TEXTAUSSCHNITT:
Ein Großteil der österreichischen KMU sind familiengeführte Betriebe. Neben der Fähigkeit, den Betrieb ins digitale Zeitalter zu überführen, müssen Familienunternehmer in der Lage sein, die Generationennachfolge zu regeln. Die Frage, ob die Kinder den elterlichen Betrieb übernehmen, kann über Sein oder Nichtsein entscheiden. Auf Kindern und Eltern lastet enormer Druck. Für beide Seiten ist es oftmals schwer, ihre Bedürfnisse offen zu artikulieren.

Michael Bordt, Vorstand des Instituts für Philosophie und Leadership der Hochschule für Philosophie in München, berät Familienunternehmen bei der Generationennachfolge. Im Interview spricht er darüber, wie sie diese Herausforderung bewältigen können und warum eine Enttäuschung durchaus etwas Positives sein kann.


Über Michael Bordt

Michael Bordt ist Vorstand des Instituts für Philosophie und Leadership der Hochschule für Philosophie in München. Das Institut veranstaltet zweimal jährlich eine einwöchige Akademie für junge Menschen, die sich auf eine spätere Tätigkeit als Führungskraft vorbereiten wollen. Zudem ist Bordt Autor des Besteller-Buches “Die Kunst seine Eltern zu enttäuschen. Vom Mut zum selbstbestimmten Leben”, erschienen im Sandmann-Verlag. 



Welche Herausforderungen müssen Kinder und Eltern in Familienunternehmen bewältigen?

AUFGABE 1:
Beantworte drei Fragen zum Textausschnitt:
(a) Wer berät laut Textausschnitt Familienunternehmen bei der Generationennachfolge?
(b) Wie oft im Jahr veranstaltet das Institut eine einwöchige Akademie?
(c) In welchem Verlag ist Bordts Buch erschienen?

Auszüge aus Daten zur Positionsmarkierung
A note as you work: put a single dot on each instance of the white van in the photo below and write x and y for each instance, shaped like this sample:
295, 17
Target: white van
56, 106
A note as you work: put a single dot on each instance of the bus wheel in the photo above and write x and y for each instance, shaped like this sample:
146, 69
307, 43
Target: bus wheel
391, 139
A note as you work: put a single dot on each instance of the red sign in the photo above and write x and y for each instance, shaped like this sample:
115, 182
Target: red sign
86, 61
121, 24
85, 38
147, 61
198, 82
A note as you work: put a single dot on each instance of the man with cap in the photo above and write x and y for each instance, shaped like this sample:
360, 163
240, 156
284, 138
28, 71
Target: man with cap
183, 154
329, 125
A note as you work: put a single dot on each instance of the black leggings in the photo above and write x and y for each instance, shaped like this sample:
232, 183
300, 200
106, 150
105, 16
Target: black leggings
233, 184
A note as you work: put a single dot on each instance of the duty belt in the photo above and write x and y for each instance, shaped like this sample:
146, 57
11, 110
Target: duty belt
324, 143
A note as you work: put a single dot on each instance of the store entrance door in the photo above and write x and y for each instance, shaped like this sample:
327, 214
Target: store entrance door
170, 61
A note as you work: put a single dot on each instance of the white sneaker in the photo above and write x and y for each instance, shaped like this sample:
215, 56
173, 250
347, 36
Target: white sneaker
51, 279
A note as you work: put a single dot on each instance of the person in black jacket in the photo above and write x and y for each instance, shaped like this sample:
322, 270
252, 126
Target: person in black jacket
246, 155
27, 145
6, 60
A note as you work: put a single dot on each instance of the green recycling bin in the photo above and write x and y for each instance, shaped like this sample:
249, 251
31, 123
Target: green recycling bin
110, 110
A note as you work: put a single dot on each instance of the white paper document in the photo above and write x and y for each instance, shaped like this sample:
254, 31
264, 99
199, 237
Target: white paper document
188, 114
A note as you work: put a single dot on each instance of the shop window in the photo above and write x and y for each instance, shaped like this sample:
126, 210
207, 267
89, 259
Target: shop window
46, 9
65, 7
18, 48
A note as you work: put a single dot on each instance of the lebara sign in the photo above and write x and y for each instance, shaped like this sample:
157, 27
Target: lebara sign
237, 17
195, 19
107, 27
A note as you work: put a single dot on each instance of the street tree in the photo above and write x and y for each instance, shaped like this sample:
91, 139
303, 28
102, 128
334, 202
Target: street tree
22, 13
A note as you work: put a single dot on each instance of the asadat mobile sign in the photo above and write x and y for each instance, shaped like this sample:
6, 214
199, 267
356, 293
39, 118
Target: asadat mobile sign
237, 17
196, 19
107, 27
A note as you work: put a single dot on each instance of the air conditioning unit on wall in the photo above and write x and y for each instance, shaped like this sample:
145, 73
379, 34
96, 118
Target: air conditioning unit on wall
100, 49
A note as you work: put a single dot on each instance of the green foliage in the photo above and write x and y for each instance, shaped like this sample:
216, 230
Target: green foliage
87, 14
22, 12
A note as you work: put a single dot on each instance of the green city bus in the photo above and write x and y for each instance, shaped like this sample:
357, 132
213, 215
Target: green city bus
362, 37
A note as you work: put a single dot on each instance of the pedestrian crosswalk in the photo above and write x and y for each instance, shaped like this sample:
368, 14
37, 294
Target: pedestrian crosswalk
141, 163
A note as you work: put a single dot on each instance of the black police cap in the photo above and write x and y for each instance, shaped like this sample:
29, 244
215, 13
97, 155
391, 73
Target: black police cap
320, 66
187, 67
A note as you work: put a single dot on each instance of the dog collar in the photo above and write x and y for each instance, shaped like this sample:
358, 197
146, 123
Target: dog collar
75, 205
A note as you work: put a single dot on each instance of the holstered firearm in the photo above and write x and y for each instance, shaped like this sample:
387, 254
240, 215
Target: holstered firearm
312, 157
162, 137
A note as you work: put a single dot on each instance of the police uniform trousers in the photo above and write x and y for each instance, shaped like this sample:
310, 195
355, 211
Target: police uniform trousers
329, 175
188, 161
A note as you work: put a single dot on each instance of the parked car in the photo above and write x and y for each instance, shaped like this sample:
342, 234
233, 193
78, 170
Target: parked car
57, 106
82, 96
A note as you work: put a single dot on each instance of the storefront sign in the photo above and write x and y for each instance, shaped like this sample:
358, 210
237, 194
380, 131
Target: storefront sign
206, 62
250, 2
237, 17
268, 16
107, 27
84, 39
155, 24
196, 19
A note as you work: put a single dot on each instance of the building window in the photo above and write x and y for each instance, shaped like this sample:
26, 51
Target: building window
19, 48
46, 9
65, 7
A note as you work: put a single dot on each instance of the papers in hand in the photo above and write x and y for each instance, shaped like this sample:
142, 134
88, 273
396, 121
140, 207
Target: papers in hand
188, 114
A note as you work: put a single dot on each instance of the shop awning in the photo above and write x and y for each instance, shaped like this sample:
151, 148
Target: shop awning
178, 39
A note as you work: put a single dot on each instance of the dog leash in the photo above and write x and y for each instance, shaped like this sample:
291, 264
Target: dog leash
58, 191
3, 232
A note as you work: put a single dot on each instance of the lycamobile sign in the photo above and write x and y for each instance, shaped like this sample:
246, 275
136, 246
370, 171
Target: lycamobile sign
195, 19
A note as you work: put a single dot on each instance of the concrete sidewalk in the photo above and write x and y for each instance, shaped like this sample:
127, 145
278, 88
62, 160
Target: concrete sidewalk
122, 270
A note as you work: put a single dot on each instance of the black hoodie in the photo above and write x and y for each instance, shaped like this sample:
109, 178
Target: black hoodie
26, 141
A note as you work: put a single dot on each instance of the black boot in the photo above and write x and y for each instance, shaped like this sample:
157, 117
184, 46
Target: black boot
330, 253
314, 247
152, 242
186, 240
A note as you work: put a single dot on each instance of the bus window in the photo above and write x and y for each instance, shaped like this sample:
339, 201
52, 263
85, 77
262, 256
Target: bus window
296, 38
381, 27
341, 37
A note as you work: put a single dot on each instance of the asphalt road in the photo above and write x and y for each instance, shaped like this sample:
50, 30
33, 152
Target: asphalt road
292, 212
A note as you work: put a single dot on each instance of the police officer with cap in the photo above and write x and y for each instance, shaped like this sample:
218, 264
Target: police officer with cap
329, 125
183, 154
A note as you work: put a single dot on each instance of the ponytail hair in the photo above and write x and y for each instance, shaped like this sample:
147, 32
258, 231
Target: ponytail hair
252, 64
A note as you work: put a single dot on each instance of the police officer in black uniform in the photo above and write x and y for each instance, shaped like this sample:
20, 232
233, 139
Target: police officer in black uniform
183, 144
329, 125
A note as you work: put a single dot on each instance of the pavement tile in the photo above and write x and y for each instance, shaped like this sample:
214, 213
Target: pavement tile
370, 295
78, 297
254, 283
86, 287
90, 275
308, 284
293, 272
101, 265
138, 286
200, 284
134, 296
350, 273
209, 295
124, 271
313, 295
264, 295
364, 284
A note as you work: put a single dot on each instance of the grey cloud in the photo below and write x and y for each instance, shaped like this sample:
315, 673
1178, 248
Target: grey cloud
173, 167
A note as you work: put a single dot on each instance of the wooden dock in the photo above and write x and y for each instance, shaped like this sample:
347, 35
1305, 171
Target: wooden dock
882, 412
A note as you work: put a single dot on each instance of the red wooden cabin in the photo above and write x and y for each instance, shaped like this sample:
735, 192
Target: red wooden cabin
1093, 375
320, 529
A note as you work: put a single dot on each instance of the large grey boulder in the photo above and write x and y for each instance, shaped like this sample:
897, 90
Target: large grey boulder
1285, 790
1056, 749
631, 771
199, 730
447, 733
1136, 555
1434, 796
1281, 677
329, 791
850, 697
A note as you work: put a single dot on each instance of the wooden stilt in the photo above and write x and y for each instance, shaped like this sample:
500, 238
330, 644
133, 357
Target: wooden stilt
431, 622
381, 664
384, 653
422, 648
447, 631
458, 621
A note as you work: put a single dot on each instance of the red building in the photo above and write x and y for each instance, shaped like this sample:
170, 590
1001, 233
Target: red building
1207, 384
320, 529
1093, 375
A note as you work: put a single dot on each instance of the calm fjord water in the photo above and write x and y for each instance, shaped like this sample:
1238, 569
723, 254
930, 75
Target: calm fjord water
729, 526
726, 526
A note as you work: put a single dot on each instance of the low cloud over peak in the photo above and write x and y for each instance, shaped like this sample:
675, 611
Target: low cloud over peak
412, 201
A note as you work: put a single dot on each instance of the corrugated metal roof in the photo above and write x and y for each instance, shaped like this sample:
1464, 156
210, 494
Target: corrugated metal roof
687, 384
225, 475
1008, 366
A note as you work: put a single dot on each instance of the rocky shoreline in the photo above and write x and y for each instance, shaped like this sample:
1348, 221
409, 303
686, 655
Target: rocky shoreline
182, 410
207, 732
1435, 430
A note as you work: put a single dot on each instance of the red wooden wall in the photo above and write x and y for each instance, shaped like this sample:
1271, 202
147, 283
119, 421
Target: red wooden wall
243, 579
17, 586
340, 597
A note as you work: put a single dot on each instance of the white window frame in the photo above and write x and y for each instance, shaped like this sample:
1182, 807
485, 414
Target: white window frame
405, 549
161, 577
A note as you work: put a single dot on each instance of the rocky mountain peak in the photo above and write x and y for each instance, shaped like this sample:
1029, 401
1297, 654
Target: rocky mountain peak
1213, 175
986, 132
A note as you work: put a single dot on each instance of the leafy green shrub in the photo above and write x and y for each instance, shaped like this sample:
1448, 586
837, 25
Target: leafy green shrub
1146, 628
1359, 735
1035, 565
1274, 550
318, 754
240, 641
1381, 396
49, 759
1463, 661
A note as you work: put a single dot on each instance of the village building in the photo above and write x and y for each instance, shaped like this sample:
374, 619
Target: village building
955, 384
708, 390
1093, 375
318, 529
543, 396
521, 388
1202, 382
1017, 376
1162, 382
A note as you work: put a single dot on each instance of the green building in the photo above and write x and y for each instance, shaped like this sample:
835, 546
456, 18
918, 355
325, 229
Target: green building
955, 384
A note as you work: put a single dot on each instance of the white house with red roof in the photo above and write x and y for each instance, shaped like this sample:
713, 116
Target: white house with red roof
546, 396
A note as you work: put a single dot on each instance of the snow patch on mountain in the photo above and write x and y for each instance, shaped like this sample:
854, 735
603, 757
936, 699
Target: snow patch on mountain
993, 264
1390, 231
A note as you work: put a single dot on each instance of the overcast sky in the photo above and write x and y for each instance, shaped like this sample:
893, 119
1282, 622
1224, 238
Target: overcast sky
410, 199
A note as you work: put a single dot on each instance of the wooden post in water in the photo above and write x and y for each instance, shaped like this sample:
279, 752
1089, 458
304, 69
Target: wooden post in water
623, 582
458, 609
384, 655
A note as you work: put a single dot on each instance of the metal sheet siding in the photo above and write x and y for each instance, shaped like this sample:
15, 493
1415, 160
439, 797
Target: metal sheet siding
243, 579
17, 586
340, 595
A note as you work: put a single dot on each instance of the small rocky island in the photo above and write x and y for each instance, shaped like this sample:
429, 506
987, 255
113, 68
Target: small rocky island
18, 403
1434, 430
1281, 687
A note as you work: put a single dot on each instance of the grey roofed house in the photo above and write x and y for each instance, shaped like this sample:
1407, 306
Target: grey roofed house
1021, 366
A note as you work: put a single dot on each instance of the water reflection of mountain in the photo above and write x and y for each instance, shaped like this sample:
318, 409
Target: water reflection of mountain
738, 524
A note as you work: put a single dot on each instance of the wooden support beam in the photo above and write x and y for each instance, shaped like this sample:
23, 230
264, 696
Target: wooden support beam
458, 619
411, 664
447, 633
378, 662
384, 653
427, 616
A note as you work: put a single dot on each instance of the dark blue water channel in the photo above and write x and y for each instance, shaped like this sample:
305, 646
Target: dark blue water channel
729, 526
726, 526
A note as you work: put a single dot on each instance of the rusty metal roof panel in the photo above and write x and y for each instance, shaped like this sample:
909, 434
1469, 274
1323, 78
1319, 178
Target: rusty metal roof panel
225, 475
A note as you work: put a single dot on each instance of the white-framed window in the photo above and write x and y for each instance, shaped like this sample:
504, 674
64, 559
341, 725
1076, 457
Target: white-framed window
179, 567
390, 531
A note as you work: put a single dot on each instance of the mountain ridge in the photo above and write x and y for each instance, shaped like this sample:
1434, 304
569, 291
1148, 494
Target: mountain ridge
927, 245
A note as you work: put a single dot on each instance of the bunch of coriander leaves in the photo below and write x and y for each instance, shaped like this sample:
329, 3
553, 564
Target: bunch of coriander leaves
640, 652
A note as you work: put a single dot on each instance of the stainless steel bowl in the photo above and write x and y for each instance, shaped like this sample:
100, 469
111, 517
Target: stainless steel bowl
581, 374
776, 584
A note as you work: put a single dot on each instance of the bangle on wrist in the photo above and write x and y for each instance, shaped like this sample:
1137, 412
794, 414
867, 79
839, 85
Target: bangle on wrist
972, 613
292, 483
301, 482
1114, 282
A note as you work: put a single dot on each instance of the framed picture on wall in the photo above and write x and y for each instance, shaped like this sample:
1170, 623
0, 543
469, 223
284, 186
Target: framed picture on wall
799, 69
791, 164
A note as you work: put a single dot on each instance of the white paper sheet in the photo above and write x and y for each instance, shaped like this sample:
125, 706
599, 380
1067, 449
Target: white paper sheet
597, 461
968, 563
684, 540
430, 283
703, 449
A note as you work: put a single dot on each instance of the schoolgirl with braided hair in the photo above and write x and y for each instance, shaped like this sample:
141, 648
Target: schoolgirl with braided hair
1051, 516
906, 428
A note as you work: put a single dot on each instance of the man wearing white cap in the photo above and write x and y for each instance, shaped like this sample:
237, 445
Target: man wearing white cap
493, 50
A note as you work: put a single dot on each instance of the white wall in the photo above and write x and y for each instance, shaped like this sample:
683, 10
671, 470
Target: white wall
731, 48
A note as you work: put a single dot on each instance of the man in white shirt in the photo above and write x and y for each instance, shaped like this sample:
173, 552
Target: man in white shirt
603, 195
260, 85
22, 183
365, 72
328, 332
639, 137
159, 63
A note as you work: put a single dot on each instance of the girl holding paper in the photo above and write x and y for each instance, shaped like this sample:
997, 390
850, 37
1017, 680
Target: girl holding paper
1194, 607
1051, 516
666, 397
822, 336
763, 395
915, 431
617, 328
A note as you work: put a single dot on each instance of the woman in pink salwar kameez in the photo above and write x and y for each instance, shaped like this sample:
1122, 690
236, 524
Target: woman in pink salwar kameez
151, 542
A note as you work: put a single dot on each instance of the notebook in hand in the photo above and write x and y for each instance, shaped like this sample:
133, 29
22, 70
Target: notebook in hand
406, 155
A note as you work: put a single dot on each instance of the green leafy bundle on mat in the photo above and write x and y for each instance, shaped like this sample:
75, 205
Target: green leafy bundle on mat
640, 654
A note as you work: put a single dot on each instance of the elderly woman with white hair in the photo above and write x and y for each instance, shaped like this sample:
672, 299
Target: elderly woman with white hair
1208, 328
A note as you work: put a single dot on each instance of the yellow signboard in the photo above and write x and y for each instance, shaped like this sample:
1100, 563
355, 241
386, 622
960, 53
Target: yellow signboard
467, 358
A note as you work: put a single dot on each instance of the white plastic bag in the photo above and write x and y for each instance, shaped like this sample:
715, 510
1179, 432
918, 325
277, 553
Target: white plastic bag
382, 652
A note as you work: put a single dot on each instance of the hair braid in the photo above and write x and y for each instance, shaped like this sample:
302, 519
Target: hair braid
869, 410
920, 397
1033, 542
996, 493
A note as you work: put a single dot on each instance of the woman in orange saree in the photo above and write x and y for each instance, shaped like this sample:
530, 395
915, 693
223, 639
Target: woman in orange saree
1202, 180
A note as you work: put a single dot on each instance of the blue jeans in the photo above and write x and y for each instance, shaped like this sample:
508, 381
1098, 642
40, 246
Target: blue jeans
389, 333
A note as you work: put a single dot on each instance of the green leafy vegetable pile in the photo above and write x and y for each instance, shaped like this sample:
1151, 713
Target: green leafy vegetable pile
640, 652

AUFGABE 2:
Formatiere die Datenzeilen ab der Zeile mit „orange saree in“ bis einschließlich zum Ende der Daten als JSON-Liste von Strings. Jede Zeile wird ein eigener String, Leerzeilen entfallen.

LÖSUNG 1:
(a) Michael Bordt, Vorstand des Instituts für Philosophie und Leadership der Hochschule für Philosophie in München.
(b) Zweimal jährlich.
(c) Im Sandmann-Verlag.

LÖSUNG 2:
[
  "A note as you work: put a single dot on each instance of the woman in orange saree in the photo above and write x and y for each instance, shaped like this sample:",
  "530, 395",
  "915, 693",
  "223, 639",
  "Target: woman in orange saree",
  "1202, 180",
  "A note as you work: put a single dot on each instance of the blue jeans in the photo above and write x and y for each instance, shaped like this sample:",
  "508, 381",
  "1098, 642",
  "40, 246",
  "Target: blue jeans",
  "389, 333",
  "A note as you work: put a single dot on each instance of the green leafy vegetable pile in the photo above and write x and y for each instance, shaped like this sample:",
  "1151, 713",
  "Target: green leafy vegetable pile",
  "640, 652"
]